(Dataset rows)
###

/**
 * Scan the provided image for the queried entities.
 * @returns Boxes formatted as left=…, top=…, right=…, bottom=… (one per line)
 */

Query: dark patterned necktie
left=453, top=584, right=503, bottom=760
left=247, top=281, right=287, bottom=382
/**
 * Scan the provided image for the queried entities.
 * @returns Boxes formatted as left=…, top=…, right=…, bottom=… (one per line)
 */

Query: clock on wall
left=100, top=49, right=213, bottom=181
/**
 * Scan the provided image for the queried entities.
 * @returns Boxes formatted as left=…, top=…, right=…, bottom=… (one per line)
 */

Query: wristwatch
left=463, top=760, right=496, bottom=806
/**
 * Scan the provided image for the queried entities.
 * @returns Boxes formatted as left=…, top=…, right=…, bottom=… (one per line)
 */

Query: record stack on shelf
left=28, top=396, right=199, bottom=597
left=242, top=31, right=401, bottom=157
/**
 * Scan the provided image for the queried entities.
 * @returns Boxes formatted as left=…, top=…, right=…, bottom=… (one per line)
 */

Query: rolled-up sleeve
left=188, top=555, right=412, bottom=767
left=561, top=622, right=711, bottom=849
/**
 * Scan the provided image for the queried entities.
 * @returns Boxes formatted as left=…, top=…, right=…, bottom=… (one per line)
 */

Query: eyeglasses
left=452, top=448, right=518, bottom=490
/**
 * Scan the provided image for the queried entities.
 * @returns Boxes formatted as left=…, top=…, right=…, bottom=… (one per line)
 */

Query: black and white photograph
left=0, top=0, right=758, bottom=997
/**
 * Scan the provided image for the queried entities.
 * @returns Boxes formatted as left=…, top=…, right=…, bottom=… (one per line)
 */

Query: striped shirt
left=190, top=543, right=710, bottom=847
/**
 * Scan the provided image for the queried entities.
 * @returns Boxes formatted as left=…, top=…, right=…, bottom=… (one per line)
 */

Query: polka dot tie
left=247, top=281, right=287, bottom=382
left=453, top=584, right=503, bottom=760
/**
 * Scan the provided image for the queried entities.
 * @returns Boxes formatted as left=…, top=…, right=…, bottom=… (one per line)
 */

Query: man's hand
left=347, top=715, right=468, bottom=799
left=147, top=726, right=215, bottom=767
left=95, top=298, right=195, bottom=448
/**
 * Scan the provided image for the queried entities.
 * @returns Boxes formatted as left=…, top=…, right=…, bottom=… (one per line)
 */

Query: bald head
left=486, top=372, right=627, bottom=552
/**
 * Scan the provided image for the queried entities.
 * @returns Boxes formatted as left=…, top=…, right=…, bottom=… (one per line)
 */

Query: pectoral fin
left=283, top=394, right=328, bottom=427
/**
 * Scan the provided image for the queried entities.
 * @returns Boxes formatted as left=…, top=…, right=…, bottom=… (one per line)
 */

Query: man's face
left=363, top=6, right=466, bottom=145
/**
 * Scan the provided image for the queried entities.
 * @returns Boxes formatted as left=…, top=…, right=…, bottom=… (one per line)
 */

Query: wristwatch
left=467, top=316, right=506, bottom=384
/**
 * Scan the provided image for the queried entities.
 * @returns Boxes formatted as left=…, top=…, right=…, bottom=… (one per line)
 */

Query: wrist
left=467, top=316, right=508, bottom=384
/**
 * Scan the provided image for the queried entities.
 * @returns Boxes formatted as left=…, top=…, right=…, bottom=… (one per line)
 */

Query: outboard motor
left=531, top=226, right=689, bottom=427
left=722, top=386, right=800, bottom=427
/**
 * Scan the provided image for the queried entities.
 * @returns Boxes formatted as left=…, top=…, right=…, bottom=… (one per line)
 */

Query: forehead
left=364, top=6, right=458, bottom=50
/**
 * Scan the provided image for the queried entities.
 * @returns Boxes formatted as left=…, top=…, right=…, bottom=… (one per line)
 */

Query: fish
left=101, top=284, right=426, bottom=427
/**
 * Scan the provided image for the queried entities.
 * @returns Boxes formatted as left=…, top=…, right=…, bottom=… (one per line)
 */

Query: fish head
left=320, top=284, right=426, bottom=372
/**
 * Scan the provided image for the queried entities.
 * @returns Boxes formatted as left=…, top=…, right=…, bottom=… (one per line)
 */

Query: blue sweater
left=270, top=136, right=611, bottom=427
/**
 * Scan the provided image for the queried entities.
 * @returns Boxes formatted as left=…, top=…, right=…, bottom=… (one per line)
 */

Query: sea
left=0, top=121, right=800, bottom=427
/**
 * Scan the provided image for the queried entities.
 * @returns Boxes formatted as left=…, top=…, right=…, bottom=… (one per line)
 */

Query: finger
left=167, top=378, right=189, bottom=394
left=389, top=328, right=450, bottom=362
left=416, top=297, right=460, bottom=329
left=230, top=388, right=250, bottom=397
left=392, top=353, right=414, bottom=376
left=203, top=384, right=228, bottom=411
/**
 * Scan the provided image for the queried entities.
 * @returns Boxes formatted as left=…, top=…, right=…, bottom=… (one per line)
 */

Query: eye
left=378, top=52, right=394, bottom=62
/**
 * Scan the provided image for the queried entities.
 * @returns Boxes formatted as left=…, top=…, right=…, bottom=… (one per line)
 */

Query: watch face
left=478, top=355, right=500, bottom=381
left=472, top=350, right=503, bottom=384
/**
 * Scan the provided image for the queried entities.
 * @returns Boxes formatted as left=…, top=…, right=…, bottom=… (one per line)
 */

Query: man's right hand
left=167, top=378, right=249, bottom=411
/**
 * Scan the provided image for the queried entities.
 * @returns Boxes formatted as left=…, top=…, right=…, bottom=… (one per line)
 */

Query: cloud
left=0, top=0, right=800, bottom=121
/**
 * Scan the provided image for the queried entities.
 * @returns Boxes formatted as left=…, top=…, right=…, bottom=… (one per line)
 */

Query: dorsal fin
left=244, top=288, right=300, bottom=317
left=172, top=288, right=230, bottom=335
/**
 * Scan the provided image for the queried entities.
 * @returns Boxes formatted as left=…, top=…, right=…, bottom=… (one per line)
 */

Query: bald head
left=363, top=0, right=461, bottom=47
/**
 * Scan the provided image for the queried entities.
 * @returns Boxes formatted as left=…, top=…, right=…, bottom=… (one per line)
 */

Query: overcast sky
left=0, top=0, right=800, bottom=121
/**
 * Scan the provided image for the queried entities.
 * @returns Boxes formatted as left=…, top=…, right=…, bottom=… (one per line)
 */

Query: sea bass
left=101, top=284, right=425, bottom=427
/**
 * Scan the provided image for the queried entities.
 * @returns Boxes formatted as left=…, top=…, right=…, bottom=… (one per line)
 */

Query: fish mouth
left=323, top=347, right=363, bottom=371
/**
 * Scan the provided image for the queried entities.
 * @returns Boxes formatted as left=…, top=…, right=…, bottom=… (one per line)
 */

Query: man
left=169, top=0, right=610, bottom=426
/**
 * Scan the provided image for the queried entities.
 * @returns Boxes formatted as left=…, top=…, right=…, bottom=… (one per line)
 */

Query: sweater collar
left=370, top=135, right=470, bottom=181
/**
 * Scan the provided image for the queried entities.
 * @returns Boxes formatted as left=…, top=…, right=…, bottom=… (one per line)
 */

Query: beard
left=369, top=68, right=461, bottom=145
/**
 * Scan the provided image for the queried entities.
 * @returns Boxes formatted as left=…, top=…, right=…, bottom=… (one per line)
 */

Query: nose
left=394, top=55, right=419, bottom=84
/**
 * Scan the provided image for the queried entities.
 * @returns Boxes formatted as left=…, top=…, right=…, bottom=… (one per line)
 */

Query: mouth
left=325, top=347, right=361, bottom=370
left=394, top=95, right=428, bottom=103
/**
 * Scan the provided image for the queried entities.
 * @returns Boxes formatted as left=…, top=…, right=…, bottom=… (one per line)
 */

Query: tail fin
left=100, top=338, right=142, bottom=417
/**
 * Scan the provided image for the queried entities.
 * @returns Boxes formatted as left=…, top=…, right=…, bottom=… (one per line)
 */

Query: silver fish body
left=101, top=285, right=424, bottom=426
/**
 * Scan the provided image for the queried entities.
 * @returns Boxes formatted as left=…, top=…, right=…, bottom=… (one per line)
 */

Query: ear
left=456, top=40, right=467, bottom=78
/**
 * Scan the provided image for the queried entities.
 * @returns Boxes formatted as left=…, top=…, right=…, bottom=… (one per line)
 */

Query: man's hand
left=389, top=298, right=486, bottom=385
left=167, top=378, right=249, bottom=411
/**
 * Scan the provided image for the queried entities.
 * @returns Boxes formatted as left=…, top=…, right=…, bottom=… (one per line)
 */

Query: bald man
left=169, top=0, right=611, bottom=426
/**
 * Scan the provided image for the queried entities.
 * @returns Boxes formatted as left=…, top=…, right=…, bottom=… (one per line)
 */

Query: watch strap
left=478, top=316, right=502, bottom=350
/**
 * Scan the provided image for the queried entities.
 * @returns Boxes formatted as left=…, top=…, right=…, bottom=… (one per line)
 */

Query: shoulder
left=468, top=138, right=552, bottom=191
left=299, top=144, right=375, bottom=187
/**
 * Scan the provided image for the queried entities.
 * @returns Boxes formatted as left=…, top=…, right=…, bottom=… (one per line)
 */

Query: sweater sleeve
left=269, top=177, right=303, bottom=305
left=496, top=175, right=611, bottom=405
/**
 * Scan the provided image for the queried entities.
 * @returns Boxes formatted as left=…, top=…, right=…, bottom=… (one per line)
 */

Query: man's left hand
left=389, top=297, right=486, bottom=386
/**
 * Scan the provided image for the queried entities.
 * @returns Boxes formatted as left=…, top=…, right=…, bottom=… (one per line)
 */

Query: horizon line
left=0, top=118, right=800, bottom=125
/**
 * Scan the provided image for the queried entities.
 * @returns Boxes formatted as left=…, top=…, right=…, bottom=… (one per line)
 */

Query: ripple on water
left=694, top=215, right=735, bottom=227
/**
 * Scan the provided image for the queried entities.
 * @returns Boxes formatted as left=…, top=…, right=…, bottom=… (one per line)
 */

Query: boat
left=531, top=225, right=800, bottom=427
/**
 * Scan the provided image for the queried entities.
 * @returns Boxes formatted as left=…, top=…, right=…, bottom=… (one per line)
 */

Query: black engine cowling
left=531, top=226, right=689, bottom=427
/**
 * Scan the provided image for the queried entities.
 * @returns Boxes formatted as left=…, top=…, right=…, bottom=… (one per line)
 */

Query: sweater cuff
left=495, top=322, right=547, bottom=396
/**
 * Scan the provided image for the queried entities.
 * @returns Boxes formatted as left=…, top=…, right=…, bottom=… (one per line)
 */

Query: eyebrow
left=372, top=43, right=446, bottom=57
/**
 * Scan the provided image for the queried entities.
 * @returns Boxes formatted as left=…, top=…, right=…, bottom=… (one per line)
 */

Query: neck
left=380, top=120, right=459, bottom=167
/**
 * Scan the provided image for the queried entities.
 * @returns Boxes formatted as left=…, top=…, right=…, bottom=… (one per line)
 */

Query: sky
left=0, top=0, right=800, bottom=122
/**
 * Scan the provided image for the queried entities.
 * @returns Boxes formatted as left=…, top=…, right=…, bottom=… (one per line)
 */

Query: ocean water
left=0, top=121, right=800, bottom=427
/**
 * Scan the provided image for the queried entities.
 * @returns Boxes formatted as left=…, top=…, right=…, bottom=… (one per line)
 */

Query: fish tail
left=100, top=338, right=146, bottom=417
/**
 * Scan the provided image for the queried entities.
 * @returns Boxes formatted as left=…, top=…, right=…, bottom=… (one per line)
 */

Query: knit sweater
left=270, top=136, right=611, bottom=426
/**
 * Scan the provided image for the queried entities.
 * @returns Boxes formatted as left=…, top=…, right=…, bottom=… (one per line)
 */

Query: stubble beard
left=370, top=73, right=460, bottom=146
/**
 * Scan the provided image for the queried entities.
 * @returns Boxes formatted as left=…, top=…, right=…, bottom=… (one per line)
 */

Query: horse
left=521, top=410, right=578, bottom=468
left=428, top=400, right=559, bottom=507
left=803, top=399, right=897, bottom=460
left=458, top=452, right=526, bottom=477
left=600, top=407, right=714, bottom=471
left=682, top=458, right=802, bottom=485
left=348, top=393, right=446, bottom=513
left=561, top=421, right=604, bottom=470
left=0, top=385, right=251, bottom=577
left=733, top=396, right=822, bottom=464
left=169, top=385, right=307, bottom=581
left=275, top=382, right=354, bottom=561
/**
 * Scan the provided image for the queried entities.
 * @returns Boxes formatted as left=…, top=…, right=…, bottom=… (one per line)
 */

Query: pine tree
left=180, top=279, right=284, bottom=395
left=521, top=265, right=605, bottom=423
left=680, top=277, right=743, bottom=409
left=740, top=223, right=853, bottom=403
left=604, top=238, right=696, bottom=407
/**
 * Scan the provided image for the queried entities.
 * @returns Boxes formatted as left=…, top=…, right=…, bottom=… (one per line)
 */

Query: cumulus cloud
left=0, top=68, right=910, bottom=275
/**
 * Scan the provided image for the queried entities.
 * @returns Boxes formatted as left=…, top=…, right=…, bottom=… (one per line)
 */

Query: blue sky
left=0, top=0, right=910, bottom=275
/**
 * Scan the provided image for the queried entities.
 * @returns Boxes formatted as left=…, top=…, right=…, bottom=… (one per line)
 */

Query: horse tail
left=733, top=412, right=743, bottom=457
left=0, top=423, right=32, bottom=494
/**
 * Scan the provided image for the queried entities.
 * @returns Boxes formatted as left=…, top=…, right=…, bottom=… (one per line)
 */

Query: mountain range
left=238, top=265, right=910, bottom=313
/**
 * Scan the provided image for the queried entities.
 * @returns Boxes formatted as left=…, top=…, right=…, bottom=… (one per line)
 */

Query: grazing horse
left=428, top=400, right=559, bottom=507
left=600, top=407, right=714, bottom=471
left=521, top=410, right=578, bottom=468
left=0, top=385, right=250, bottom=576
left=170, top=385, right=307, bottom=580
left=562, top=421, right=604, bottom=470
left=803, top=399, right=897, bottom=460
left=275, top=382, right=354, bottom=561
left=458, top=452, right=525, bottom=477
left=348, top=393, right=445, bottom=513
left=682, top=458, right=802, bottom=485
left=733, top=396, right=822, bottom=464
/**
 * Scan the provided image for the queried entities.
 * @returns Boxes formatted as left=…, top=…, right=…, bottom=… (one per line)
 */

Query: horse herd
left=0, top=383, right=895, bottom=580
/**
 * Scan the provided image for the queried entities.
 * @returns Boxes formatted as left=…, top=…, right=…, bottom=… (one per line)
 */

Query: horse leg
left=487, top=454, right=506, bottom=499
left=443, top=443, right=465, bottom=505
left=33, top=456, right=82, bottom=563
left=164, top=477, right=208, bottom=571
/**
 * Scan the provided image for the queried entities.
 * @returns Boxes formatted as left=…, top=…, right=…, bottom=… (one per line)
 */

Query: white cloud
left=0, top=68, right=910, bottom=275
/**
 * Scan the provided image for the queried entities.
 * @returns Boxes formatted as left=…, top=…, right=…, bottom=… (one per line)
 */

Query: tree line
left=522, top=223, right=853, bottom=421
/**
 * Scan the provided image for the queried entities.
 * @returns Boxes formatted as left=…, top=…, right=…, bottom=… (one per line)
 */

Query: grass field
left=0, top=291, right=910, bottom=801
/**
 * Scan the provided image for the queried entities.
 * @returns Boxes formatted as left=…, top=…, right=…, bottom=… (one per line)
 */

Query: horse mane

###

▸ Problem to solve:
Return every line of the material above that contains the string "fish". Matching is case-sensitive.

▸ Correct output:
Query: fish
Query: fish head
Query: fish mouth
Query: silver fish body
Query: fish tail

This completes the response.